● **What is asked**: Locate every line in the rows below that contains the word "pavement", and copy each of those lines in full.

+ + + + +

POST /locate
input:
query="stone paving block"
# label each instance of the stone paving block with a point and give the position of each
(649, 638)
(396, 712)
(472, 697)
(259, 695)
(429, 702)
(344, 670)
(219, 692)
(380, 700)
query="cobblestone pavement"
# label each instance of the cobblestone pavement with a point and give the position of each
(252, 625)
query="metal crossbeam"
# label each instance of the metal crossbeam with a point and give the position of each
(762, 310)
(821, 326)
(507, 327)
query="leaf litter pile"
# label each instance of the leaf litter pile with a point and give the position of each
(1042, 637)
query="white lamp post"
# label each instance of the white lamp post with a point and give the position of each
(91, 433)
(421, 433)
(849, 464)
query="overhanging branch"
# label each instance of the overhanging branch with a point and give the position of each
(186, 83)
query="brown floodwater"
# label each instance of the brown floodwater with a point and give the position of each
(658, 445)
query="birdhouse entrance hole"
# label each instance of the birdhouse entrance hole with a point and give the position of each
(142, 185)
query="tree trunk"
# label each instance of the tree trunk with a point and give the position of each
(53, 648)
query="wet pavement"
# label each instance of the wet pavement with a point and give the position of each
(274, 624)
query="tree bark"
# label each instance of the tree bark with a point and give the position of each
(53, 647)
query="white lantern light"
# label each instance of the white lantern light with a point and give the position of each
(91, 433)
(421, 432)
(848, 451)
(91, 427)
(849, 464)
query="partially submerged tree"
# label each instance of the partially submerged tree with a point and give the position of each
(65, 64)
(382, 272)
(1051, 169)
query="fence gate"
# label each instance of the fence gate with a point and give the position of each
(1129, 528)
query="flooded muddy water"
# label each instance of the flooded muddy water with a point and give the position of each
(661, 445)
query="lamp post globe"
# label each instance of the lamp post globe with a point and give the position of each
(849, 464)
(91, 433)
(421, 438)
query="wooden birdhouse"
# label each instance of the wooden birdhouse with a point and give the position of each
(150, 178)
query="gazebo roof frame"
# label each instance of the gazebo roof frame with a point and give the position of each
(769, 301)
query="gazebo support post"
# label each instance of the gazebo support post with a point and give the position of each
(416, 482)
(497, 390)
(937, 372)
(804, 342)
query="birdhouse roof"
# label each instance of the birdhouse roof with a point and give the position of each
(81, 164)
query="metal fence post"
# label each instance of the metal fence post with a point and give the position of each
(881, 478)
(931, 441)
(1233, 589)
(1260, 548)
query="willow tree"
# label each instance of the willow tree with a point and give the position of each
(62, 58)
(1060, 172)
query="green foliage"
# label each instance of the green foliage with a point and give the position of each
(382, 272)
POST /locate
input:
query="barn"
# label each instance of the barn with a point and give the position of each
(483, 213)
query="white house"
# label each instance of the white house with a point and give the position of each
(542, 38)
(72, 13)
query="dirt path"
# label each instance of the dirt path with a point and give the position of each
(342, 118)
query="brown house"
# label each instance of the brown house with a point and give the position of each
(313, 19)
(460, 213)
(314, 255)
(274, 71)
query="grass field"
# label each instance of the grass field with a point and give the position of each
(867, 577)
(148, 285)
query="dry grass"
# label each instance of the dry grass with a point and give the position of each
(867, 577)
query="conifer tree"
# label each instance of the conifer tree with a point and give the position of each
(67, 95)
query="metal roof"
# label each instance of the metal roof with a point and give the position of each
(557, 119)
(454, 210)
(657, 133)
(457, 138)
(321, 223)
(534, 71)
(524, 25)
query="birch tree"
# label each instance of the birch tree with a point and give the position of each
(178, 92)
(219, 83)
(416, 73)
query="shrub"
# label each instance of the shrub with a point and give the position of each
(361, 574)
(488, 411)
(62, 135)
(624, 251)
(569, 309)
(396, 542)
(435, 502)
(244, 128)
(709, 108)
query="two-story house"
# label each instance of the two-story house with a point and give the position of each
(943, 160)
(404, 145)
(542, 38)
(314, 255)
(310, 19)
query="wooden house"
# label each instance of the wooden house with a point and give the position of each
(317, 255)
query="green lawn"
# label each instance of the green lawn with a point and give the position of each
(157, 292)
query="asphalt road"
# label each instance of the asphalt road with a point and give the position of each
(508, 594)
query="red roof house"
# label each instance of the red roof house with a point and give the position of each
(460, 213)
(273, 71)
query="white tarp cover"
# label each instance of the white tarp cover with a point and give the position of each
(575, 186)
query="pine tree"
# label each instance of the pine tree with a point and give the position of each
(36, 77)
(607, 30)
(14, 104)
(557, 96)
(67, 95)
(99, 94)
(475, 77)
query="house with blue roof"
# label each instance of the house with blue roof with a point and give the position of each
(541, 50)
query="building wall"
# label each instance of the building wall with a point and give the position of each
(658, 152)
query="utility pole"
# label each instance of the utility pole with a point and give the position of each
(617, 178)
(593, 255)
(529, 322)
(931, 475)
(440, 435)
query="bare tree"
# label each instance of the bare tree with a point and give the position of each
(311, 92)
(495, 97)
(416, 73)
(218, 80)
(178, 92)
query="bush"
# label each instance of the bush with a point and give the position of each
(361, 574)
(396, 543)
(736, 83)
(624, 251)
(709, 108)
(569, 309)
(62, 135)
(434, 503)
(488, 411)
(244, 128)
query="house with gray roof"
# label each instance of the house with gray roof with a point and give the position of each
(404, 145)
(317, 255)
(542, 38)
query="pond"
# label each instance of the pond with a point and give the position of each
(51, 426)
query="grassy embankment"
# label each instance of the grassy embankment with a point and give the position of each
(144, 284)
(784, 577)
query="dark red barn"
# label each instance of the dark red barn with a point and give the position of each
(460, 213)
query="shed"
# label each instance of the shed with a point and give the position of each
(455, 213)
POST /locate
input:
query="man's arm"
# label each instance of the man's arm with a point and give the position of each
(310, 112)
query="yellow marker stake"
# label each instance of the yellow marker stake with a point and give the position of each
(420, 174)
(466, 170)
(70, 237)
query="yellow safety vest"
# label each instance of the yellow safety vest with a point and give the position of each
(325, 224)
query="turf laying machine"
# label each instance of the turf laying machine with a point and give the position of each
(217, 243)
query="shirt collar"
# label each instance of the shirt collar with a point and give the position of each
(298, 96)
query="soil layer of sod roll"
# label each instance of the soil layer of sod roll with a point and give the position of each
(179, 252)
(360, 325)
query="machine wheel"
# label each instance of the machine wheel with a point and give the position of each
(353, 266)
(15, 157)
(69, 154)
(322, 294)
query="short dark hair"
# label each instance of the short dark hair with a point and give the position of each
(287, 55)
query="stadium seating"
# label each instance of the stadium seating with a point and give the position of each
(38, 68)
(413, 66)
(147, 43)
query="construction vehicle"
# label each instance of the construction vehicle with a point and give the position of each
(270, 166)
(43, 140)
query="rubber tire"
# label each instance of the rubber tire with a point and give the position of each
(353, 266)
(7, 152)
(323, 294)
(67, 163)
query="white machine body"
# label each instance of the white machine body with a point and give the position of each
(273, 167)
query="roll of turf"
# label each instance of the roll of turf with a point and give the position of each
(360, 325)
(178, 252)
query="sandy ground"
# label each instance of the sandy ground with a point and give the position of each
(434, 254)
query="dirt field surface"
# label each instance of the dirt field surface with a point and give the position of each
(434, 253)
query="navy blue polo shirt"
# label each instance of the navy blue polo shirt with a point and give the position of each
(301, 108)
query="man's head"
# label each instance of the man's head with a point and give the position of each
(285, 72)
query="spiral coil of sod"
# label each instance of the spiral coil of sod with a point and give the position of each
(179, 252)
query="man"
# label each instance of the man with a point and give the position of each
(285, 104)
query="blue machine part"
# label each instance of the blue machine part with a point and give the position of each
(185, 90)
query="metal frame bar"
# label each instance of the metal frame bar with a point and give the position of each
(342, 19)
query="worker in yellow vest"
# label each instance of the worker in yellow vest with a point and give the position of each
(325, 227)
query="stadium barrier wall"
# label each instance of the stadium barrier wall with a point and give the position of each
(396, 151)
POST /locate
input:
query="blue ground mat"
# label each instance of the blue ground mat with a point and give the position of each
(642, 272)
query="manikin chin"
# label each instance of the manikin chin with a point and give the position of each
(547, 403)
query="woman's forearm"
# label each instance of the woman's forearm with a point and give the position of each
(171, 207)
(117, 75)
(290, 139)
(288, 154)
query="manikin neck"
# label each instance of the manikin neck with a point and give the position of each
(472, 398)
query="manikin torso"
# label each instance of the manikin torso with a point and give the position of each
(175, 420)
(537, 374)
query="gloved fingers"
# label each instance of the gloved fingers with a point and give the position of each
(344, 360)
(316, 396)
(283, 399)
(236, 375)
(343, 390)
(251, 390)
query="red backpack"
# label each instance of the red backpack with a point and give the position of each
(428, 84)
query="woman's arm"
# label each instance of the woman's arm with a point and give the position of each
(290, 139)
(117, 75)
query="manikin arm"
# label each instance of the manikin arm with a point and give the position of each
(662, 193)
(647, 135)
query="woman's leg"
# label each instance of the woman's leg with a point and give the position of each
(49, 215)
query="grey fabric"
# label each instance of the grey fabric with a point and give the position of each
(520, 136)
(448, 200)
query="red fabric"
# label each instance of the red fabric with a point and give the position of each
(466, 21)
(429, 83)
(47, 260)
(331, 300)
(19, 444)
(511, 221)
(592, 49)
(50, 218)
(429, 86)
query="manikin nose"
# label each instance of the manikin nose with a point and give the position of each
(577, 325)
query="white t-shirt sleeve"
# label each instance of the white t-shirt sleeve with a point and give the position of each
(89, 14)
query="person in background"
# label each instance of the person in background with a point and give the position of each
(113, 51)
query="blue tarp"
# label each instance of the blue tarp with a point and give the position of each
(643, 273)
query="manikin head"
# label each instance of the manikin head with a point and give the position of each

+ + + + +

● **Task result**:
query="cobblestone pavement"
# label each instance of the cobblestone pavement with a point and give the position of each
query="wet pavement"
# label each instance of the wet pavement with a point and give the position of each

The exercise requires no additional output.